### AUFGABEN ZUR ÜBUNG
**a)** Geben Sie aus dem Text zur pH-Messung den Abschnitt zwischen „Daraus folgt, dass“ und „teilweise wieder zunichtemacht.“ wortgetreu wieder, beide Stellen eingeschlossen.
**b)** Führen Sie den Text zur pH-Messung im Anschluss an seinen letzten Satz fort.

╭─ AUSGANGSTEXT

In Abhängigkeit vom Membranmaterial weisen ISFET-Elektroden eingeschränkte Messbereiche, eine schlechtere Linearität, in einigen Fällen Lichtempfindlichkeit, geringere Standzeiten und Beständigkeiten auf. Dies sind sicher einige Gründe dafür, dass ISFET-Elektroden bisher vorwiegend bei Betriebsmessungen mit Handgeräten und für Labormessungen in der Biologie und Medizin zum Einsatz kommen. Ein weiterer Nachteil der ISFET-pH-Elektroden ist, dass jede Elektrode nur mit einem spezifischen Anzeige-/Regelgerät funktioniert. Deswegen sind die ISFET-pH-Elektroden in der Regel mit gewöhnlichen pH-Metern nicht kompatibel.
Daraus folgt, dass diese Elektroden eine reduzierte Flexibilität bei den entsprechenden Prozessen bieten und durch Glaselektroden nicht ersetzbar sind. Schließlich wird auch bei der pH-Messung mit ISFET´s eine Bezugselektrode benötigt. Diese kann als herkömmliches Bezugssystem ausgeführt sein, was den Größenvorteil des ISFET´s teilweise wieder zunichtemacht.

Colorimetrie
Die einfachste Messeinrichtung besteht aus der Sonne (Tageslicht) als Lichtquelle, einen pH-Indikator und dem menschlichen Auge. Es genügt, die Wasserprobe in ein Glasgefäß (Küvette) zu füllen und eine Indikatorlösung dazu zugeben. Die Indikatorlösung besteht aus einer chemischen Substanz, die je nach pH-Wert eine unterschiedliche Farbe aufweist. Durch Vergleich der Färbung mit einer Farbskala ist der pH-Wert einfach zu bestimmen. Es ist eine beliebte Messmethode für Einzelmessungen z. B. in privaten Schwimmbecken.

╰─
╭─ EXTRAHIERTE DATEN

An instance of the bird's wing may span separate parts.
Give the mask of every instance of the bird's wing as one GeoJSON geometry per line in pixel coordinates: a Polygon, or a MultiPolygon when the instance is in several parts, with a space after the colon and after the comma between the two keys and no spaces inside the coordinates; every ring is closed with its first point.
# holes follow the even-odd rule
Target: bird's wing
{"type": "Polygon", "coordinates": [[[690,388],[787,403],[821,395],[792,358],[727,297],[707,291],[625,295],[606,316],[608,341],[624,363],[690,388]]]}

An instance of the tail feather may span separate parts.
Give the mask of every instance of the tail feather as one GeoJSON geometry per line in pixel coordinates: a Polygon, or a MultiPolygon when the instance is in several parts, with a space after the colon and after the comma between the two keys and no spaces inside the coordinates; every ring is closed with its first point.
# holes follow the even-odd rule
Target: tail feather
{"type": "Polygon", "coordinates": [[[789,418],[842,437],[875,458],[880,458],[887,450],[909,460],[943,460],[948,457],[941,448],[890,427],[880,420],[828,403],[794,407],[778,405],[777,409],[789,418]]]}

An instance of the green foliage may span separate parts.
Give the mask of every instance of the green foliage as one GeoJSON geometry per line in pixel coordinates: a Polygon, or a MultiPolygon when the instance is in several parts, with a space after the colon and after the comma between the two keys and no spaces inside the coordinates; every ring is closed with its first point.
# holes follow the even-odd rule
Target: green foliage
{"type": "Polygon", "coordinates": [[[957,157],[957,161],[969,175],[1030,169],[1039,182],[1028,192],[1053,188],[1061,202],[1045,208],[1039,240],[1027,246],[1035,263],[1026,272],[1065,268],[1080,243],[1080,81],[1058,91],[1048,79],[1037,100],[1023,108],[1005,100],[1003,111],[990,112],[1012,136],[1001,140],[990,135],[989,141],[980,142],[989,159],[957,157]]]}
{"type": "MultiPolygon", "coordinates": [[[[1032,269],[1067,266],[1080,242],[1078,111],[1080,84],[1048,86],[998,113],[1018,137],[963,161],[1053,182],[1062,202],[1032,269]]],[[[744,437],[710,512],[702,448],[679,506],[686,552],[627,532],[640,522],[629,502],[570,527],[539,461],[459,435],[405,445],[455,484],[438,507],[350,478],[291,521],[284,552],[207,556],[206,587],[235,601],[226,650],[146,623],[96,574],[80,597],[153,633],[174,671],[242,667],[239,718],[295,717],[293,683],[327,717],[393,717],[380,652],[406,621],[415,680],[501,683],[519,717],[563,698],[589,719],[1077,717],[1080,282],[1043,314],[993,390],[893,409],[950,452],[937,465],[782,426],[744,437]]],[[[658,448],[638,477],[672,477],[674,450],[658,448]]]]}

╰─

### ANTWORTEN JE AUFGABE
**a)**
Daraus folgt, dass diese Elektroden eine reduzierte Flexibilität bei den entsprechenden Prozessen bieten und durch Glaselektroden nicht ersetzbar sind. Schließlich wird auch bei der pH-Messung mit ISFET´s eine Bezugselektrode benötigt. Diese kann als herkömmliches Bezugssystem ausgeführt sein, was den Größenvorteil des ISFET´s teilweise wieder zunichtemacht.

**b)**
Hohe Genauigkeitsansprüche kann die Colorimetrie nicht erfüllen. Der Messwert hängt u. a. vom Tageslicht und dem Farbempfinden des Anwenders ab. Je nach Indikator können die in der Probe enthaltenen Substanzen oder einfach nur durch gelöste Salze, Farbverfälschungen verursachen. Die Messbereiche überdecken häufig nur einen engen pH-Bereich.

Test-Stäbchen
Die pH-Messung mit einem Teststäbchen verläuft analog dem colorimetrischen Verfahren. Der pH-Indikator ist lediglich auf einen Kunststoffstreifen als Träger aufgetragen. Zur Messung genügt es, den Streifen in die zu prüfende Lösung zu tauchen und den pH-Wert durch Vergleich mit einer Farbskala zu bestimmen.
Durch die Kombination mehrerer Indikatoren haben Teststäbchen zum Teil recht große Messbereiche. Neben den von der Colorimetrie bekannten Problemen kann es beim Teststäbchen durch das Ausbluten des Indikators zu zusätzlichen Messabweichungen kommen. Teilweise ist der pH-Indikator deswegen chemisch an das Trägermaterial gebunden, um ein Ausbluten zu vermeiden.
Die Unsicherheiten der colorimetrischen Methoden oder der Teststäbchen ist bei weitem größer als bei den elektrochemischen Methoden. Bei Indikatorstäbchen sind im Handel Produkte erhältlich mit einer pH-Auflösung von pH = 0,5 oder schlechter.

Fotometrie
Auch die fotometrische pH-Messung arbeitet nach dem gleichen Prinzip wie die Colorime­trie. Die Messung der Farbintensität erfolgt hier jedoch mit einem Fotometer. Diese Geräte enthalten eine Lampe als Lichtquelle und ein Siliziumphotoelement als Lichtempfänger. Die fotometrische pH-Messung liefert reproduzierbarere Werte wie die Colorimetrie. Durch die größere Empfindlichkeit des Lichtempfängers ist die Auflösung der Messwerte außerdem besser. Die Messung mit einem Phenolrot­indikator ist eine im Bäderbereich sehr verbreitete Messmethode.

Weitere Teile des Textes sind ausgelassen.